Stored items:

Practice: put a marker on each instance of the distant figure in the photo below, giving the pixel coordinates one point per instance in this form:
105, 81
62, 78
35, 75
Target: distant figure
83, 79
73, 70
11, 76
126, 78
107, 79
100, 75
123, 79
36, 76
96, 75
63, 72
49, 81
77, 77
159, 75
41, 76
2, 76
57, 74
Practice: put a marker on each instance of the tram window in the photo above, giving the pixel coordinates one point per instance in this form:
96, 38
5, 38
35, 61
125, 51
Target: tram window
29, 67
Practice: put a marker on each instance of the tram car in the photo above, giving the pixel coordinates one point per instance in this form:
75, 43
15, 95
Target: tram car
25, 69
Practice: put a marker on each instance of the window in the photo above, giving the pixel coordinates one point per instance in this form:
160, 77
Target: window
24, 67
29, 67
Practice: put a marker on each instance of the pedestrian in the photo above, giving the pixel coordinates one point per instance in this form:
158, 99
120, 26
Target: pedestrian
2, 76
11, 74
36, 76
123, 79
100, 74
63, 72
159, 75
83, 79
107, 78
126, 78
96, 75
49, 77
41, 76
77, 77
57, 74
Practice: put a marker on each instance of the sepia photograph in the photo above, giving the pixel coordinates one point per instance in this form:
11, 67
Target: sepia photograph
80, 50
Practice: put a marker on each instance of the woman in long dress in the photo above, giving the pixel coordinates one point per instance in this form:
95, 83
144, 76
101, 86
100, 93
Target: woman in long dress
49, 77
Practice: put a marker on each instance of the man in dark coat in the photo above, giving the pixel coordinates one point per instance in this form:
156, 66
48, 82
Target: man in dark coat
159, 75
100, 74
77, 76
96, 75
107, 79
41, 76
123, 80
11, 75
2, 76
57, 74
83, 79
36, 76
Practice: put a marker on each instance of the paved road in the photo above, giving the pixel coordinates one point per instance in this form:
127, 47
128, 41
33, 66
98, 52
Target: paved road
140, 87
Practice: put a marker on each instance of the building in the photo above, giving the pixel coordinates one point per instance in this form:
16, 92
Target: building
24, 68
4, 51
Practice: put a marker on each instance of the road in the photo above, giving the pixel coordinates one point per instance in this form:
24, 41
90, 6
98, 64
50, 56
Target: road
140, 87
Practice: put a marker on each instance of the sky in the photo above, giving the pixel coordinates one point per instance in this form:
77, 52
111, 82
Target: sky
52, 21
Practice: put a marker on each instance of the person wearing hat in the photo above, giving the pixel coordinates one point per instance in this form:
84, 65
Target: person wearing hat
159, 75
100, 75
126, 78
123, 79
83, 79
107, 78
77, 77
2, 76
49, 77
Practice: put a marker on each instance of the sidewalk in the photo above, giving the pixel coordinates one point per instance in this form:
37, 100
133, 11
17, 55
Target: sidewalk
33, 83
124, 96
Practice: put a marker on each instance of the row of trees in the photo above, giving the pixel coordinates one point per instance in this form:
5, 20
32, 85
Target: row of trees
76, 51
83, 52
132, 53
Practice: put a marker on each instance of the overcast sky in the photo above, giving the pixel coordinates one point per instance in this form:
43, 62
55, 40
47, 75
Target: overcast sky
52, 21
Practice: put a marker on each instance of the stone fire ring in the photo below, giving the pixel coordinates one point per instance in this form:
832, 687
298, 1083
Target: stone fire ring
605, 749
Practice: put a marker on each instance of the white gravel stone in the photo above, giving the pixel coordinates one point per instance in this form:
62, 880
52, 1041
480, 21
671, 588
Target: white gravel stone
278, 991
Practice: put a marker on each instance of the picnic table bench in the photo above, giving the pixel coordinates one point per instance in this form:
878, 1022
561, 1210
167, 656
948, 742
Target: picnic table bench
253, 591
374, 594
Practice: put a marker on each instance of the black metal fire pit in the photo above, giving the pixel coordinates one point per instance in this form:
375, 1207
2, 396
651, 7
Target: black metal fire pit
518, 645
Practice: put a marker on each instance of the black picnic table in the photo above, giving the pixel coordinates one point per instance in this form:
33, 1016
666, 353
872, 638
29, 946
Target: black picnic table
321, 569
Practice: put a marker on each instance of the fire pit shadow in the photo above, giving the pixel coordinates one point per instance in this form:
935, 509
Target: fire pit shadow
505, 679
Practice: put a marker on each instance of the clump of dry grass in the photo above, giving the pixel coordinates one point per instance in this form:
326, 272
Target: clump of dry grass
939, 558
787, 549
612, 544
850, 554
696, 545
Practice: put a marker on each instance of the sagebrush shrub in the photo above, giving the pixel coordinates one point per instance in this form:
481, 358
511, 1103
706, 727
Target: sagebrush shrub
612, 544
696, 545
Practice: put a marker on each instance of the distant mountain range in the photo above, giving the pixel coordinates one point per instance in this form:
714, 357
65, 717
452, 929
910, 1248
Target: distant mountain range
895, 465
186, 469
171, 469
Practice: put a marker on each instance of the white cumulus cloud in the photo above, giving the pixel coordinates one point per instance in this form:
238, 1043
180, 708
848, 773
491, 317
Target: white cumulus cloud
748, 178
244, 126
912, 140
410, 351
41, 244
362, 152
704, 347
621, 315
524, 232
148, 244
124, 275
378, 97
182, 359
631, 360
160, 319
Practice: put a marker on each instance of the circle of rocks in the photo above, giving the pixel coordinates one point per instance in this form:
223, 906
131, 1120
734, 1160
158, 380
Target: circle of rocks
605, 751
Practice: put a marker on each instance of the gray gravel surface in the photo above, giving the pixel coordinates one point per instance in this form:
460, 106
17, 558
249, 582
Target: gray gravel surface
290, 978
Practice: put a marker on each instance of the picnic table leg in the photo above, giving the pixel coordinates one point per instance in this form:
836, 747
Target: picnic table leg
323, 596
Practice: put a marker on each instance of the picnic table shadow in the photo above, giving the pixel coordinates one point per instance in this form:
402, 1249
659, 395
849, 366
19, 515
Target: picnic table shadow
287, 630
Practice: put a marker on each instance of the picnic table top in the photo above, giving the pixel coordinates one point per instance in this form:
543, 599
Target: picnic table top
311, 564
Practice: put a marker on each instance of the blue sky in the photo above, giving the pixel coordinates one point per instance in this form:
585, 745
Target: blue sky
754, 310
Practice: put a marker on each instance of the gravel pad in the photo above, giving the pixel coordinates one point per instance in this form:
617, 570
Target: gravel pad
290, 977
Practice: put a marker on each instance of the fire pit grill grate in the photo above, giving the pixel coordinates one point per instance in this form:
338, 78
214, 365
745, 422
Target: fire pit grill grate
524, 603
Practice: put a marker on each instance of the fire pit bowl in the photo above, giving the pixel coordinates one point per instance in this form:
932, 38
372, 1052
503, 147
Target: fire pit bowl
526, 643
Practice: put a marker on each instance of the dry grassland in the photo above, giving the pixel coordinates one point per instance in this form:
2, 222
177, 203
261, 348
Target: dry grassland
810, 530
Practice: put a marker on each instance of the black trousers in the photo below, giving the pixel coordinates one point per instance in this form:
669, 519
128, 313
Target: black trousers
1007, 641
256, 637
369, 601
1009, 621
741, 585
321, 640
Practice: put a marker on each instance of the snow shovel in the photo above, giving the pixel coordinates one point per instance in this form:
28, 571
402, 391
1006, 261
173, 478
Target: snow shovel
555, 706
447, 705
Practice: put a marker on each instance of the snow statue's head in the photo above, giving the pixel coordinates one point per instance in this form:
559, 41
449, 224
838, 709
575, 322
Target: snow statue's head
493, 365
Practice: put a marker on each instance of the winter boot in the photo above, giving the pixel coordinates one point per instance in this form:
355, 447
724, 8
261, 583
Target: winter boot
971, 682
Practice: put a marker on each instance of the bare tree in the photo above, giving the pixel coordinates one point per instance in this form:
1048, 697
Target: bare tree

YOUR INSTRUCTIONS: What is the number of lines in the data holding the word "below"? Reply with that number only.

TASK OUTPUT: 3